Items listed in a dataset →
- Opening Delimiter -

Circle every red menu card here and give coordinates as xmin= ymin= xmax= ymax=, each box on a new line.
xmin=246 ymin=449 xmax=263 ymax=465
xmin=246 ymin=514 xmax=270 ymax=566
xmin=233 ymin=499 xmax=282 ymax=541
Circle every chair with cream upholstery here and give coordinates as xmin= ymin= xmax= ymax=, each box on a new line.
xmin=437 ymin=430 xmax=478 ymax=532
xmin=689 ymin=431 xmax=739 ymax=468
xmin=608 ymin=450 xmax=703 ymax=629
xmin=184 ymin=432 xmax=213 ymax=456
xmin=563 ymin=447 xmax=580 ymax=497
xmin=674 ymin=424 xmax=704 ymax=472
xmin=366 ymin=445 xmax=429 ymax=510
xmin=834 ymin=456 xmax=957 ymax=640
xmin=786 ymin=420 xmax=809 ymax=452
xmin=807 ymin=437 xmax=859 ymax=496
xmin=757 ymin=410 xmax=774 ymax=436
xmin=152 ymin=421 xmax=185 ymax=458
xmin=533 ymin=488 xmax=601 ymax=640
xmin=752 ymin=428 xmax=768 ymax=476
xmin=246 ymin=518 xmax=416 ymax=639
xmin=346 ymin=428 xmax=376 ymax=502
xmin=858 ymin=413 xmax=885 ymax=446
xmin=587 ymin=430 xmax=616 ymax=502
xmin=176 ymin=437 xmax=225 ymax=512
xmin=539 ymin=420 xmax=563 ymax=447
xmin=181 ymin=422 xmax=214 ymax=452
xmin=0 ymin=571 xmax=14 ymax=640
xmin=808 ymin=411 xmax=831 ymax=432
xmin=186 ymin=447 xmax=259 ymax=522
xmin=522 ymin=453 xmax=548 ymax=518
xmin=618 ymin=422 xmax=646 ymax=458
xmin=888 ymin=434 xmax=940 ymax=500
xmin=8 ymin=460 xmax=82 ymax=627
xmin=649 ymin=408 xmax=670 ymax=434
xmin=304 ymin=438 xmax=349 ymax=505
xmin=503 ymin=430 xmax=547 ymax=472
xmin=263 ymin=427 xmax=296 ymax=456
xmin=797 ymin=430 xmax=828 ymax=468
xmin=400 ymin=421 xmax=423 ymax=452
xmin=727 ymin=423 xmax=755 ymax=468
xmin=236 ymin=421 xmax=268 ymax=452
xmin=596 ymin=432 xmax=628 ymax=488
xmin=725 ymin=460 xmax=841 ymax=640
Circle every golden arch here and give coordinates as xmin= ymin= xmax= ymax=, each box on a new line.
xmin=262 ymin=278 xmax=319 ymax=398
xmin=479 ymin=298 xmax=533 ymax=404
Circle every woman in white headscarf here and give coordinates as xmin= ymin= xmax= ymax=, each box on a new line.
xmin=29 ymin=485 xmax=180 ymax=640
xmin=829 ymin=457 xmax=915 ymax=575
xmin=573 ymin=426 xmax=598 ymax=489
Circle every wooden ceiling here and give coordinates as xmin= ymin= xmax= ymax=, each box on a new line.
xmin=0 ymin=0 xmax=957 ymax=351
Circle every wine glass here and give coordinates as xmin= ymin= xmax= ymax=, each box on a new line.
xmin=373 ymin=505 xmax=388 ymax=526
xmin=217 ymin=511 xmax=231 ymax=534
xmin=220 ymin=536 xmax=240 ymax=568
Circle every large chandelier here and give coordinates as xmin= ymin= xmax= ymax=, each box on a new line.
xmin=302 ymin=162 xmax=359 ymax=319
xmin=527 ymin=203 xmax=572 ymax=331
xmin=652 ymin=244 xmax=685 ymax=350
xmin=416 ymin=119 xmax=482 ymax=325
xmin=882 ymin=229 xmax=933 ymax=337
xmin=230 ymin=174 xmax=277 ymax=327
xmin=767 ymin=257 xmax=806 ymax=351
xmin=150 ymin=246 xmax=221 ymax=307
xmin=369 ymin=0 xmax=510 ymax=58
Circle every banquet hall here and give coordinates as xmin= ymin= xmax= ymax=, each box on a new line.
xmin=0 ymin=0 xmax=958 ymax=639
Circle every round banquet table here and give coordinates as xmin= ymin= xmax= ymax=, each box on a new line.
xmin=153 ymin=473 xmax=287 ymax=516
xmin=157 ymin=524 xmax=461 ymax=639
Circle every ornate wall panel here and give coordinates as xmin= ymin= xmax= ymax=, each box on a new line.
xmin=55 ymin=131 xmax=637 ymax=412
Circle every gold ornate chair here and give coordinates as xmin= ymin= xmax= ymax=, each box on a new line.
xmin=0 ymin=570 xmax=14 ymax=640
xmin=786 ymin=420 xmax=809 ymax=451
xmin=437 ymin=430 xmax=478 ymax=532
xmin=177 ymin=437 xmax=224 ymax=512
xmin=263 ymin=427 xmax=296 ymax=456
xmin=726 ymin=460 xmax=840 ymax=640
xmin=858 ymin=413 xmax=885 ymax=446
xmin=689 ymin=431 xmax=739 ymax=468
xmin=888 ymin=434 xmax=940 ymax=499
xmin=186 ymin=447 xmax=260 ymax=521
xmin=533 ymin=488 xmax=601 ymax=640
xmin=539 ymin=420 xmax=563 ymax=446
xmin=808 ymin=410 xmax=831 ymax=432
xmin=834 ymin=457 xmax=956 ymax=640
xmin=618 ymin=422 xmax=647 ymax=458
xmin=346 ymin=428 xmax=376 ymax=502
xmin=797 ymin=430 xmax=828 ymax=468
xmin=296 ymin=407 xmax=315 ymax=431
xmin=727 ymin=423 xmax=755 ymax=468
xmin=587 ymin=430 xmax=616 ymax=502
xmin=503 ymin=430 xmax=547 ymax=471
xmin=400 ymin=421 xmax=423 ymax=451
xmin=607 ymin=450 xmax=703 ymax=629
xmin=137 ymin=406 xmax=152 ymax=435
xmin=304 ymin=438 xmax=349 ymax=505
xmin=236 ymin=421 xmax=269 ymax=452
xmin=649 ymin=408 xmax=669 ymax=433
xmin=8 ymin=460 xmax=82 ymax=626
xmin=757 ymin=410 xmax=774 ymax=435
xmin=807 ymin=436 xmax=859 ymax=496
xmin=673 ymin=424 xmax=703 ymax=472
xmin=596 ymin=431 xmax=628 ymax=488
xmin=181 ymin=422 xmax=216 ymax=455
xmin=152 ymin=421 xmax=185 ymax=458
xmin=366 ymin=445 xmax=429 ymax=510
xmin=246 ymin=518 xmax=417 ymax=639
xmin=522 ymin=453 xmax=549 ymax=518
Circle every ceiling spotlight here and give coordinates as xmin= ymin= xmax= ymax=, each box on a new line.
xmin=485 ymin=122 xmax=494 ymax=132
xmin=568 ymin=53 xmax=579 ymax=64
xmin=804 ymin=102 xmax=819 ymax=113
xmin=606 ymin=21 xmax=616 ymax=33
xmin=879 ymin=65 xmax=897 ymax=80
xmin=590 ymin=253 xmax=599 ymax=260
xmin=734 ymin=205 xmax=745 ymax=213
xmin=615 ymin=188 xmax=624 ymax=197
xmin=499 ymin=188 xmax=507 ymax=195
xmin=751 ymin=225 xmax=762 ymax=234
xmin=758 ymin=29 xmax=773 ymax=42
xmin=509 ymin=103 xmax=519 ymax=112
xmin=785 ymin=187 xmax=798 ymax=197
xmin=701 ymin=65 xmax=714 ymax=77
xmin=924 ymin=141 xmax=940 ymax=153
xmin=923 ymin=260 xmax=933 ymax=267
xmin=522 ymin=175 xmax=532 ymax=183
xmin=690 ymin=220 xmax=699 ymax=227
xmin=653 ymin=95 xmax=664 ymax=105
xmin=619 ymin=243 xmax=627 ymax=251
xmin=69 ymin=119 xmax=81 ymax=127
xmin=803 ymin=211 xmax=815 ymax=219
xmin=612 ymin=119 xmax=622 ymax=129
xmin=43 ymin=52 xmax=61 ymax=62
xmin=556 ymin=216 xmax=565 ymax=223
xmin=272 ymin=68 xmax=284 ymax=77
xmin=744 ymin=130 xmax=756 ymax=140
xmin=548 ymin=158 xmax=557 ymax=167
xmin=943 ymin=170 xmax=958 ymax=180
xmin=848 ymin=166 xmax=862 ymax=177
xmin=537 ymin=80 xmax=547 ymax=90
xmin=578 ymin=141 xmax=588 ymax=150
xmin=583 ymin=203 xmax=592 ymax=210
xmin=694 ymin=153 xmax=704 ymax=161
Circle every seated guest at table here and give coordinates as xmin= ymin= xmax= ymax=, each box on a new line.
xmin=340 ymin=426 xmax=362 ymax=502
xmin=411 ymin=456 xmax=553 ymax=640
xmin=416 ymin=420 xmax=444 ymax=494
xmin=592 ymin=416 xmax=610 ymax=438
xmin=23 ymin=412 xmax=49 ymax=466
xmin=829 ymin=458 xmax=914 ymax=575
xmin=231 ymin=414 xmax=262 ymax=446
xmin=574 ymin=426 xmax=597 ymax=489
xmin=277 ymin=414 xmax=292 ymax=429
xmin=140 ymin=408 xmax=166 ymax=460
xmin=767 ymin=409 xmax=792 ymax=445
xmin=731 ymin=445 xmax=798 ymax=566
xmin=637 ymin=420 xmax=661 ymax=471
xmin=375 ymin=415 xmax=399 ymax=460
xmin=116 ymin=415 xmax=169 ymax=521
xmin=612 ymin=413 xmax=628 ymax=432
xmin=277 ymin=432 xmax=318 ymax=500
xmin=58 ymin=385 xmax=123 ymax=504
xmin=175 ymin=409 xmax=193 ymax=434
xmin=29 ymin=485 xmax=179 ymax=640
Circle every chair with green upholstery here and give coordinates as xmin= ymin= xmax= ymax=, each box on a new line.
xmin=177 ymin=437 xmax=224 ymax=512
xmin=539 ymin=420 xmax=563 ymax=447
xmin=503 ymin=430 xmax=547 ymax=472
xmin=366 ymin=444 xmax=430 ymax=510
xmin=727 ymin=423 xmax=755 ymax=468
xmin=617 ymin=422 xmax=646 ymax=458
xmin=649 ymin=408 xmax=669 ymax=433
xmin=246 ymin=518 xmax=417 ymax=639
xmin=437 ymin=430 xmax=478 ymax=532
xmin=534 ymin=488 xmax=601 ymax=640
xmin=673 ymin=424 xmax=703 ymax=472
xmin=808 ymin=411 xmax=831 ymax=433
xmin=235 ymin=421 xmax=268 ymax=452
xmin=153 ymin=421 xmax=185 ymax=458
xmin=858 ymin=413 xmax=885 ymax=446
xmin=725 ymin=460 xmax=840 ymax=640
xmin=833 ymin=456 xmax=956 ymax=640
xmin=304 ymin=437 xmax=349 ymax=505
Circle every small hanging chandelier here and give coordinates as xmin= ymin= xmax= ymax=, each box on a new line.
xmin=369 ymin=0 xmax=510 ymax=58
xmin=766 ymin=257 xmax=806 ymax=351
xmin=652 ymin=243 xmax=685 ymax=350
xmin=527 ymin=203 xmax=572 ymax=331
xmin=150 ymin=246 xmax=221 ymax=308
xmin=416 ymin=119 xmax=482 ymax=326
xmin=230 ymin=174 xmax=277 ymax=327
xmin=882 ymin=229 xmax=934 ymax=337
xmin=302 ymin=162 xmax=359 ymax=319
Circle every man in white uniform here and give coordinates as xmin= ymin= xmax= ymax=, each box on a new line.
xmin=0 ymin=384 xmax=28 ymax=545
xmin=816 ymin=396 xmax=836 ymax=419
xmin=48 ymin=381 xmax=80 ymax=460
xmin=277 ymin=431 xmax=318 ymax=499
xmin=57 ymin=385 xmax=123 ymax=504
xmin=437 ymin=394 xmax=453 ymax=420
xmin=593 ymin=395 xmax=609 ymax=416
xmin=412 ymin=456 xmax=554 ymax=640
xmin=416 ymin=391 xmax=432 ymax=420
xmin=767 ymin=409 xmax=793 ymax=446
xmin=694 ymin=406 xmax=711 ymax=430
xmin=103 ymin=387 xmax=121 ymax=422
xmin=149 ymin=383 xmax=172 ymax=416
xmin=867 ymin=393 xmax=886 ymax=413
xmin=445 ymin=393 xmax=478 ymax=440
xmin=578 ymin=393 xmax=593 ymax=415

- Closing Delimiter -

WHAT IS EXPECTED → The line containing "Circle every man" and every line after it, through the last one above, should be written out word for word.

SOLUTION TO THIS EXERCISE →
Circle every man in white uniform here and give coordinates as xmin= ymin= xmax= ymax=, each box on a new line.
xmin=0 ymin=384 xmax=28 ymax=545
xmin=816 ymin=396 xmax=836 ymax=419
xmin=48 ymin=381 xmax=80 ymax=460
xmin=277 ymin=431 xmax=318 ymax=499
xmin=57 ymin=385 xmax=123 ymax=504
xmin=437 ymin=394 xmax=453 ymax=420
xmin=593 ymin=395 xmax=609 ymax=416
xmin=412 ymin=456 xmax=554 ymax=640
xmin=416 ymin=391 xmax=432 ymax=420
xmin=767 ymin=409 xmax=793 ymax=446
xmin=694 ymin=406 xmax=711 ymax=430
xmin=103 ymin=387 xmax=121 ymax=422
xmin=149 ymin=383 xmax=172 ymax=416
xmin=867 ymin=393 xmax=886 ymax=413
xmin=445 ymin=393 xmax=478 ymax=440
xmin=578 ymin=393 xmax=593 ymax=415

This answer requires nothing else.